GIVEN DATA =>
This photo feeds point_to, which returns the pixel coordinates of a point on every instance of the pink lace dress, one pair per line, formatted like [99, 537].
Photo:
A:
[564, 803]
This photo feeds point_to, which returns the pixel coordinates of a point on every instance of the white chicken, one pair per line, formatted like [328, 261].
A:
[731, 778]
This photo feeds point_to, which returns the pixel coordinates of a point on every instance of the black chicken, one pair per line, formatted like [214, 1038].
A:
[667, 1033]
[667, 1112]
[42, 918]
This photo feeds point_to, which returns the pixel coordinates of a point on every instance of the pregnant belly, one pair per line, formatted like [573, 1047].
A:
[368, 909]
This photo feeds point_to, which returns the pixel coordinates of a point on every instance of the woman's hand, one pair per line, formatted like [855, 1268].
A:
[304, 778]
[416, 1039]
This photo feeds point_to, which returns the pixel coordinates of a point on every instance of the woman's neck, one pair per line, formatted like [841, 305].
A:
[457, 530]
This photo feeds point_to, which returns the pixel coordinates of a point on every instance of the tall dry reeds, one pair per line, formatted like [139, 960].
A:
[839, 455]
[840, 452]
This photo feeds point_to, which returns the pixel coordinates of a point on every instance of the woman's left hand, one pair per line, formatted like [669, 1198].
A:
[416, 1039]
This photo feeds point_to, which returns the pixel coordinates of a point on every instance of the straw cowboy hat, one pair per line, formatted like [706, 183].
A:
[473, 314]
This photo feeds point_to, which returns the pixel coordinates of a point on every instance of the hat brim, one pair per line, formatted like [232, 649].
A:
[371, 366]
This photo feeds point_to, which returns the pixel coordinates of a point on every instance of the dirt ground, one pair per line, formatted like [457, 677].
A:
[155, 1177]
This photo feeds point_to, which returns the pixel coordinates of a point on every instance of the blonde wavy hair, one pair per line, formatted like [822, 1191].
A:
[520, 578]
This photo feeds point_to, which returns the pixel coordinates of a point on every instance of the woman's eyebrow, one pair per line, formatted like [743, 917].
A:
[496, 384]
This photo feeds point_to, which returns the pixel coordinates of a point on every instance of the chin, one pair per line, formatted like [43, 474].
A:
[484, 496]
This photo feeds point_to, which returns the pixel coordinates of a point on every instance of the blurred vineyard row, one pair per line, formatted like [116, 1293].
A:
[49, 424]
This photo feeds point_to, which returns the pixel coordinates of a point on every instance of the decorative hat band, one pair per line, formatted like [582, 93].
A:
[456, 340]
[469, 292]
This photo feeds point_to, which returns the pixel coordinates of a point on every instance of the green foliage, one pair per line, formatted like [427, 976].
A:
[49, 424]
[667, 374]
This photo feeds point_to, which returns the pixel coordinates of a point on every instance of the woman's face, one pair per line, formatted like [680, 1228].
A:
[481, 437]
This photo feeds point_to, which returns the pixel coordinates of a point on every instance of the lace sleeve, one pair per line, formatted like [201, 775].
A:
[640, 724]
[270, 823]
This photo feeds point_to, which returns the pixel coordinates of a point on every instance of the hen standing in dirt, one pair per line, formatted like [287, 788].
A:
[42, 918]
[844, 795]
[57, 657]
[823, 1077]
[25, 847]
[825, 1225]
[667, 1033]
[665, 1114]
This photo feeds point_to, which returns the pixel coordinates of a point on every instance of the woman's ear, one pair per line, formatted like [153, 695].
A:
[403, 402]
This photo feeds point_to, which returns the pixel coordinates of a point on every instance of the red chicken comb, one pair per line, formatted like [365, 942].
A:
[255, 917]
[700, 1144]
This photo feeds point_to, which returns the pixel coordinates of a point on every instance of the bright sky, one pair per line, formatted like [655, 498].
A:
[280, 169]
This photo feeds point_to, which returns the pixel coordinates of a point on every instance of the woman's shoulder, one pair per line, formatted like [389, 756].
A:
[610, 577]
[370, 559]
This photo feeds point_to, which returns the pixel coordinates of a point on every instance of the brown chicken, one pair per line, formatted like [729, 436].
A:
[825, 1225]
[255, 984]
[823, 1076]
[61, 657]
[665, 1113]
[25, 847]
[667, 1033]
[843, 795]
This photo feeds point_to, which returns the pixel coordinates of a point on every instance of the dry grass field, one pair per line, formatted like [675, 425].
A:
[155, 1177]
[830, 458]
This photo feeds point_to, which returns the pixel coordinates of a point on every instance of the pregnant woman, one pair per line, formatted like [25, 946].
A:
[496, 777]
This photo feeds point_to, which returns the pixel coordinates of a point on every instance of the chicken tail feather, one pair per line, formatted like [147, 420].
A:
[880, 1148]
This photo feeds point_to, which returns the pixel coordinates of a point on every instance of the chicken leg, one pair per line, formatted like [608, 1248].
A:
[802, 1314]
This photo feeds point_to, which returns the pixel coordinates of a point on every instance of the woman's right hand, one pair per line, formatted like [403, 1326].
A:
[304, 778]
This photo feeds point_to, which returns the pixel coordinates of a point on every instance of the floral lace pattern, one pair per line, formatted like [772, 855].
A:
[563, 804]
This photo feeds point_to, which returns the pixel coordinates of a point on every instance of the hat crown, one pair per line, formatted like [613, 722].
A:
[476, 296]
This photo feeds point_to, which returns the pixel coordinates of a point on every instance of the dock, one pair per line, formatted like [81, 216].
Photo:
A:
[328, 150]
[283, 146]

---

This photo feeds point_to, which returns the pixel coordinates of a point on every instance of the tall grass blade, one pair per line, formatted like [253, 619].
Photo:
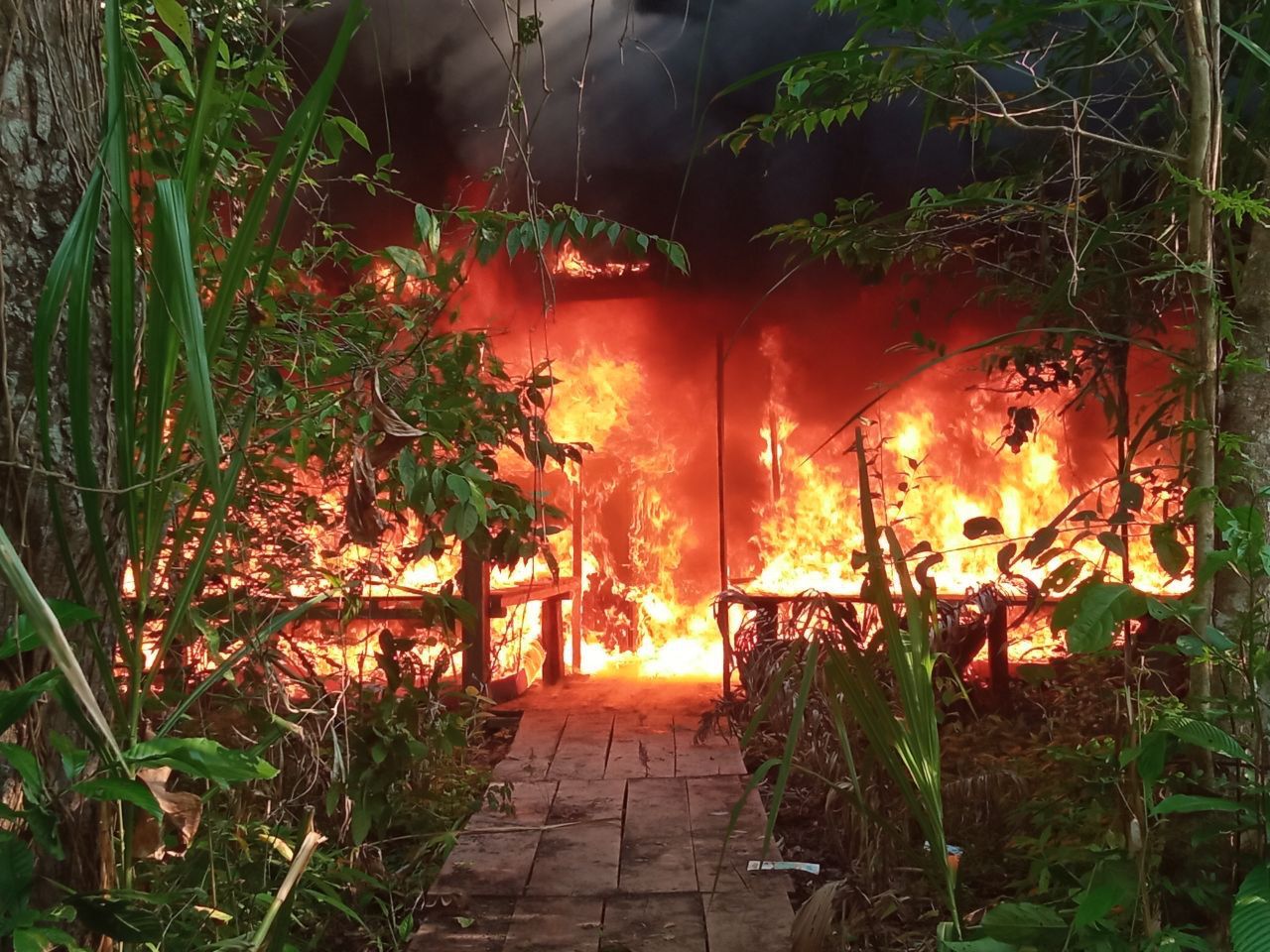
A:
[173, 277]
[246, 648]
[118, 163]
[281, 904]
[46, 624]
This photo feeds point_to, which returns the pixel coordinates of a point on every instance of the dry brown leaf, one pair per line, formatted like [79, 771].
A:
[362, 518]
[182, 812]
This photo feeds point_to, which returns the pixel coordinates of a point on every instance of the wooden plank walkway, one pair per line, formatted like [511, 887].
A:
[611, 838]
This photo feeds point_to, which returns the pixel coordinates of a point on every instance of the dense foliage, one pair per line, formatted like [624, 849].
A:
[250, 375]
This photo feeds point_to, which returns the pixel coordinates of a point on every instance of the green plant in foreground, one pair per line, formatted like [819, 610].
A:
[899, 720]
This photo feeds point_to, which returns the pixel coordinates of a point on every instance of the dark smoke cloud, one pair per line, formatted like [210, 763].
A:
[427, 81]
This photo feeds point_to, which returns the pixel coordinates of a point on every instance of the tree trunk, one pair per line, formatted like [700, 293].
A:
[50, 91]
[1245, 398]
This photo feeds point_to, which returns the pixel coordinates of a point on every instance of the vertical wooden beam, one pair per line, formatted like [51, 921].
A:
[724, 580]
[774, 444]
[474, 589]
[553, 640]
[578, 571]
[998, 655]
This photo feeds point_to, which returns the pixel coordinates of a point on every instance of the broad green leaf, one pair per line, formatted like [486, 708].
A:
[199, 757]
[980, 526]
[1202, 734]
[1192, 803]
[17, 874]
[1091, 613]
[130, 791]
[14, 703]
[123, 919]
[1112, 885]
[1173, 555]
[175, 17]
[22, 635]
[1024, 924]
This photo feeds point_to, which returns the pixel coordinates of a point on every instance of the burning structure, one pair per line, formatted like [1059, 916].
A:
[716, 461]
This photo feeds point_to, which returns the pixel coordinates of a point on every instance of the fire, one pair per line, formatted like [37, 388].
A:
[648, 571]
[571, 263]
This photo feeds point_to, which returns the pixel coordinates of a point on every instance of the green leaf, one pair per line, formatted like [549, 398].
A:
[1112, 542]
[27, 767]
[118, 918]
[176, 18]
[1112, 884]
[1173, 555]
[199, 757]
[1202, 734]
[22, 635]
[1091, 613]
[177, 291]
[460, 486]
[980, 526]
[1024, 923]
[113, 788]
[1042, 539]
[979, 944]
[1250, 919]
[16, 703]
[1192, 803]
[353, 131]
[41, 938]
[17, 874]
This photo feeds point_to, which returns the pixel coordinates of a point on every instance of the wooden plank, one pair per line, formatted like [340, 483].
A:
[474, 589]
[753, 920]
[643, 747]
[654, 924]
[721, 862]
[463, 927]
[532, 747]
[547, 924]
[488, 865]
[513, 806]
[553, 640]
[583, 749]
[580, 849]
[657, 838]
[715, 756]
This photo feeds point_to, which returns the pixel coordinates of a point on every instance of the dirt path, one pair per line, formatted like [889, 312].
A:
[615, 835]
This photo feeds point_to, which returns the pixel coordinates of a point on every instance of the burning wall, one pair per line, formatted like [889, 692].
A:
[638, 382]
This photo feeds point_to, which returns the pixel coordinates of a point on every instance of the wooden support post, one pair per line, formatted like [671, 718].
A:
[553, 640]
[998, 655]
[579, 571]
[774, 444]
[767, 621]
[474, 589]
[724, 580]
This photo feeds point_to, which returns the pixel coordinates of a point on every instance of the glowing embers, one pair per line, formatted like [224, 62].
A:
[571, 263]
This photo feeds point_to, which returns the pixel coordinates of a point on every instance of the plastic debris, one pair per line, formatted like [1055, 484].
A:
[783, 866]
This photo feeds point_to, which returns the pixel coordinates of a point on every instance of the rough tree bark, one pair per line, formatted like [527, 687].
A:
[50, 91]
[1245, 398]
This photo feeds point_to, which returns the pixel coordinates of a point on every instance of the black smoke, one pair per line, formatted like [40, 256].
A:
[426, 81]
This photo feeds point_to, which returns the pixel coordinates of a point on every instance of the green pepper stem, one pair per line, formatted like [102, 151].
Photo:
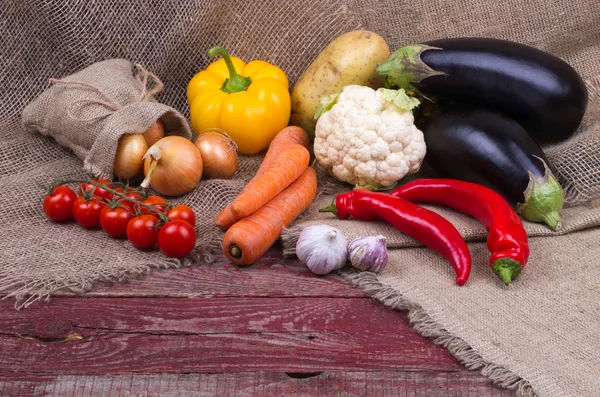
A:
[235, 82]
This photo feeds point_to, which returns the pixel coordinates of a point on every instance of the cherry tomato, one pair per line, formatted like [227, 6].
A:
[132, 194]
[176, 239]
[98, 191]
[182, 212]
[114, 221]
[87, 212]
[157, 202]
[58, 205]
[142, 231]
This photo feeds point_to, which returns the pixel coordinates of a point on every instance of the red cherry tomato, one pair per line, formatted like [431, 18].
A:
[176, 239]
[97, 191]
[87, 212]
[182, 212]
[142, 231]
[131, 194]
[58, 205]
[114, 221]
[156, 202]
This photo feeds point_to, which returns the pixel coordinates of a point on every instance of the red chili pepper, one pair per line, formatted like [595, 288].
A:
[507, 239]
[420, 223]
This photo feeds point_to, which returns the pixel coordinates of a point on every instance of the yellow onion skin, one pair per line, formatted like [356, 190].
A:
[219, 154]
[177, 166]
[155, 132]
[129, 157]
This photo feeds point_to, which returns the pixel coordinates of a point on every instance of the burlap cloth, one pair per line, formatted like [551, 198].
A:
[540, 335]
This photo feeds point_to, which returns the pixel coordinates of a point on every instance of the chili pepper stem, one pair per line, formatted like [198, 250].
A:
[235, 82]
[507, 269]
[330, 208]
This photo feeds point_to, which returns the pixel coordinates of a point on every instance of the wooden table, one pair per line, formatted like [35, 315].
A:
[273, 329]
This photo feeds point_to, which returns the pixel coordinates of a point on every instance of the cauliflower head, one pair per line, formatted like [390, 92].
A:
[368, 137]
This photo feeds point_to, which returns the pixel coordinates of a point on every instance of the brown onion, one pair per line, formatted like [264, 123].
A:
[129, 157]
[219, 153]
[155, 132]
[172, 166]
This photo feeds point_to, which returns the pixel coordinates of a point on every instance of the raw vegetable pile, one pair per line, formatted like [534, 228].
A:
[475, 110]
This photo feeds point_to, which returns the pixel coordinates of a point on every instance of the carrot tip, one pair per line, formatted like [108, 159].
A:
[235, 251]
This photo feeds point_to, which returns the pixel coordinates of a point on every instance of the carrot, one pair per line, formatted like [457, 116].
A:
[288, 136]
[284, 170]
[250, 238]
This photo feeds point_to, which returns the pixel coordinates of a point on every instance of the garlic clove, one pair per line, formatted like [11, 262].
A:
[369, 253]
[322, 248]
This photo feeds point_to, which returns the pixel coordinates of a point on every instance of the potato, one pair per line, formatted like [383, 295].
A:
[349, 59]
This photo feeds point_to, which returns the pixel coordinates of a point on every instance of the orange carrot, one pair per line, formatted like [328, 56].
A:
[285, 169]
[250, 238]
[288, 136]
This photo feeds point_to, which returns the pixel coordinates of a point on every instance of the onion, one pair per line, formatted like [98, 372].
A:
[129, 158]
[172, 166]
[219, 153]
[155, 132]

SET EXERCISE =>
Could you rewrite the records from the line containing "like [51, 921]." up to and including the line containing "[1024, 924]", with "wooden" changed to "timber" and nothing else altered?

RESULT FOR THIS EXERCISE =>
This photo feeds point_to, which returns the pixel coordinates of a point on every instance of the vertical timber beam, one pair per line, formatted like [51, 921].
A:
[724, 580]
[774, 444]
[474, 589]
[553, 640]
[578, 571]
[998, 655]
This photo feeds point_to, which returns the pixel coordinates of a point on every instance of the broad green leaf, one pair per line, formatted like [486, 708].
A:
[199, 757]
[980, 526]
[1202, 734]
[1192, 803]
[17, 874]
[1091, 613]
[130, 791]
[14, 703]
[123, 919]
[1112, 885]
[1173, 555]
[175, 17]
[22, 635]
[1024, 924]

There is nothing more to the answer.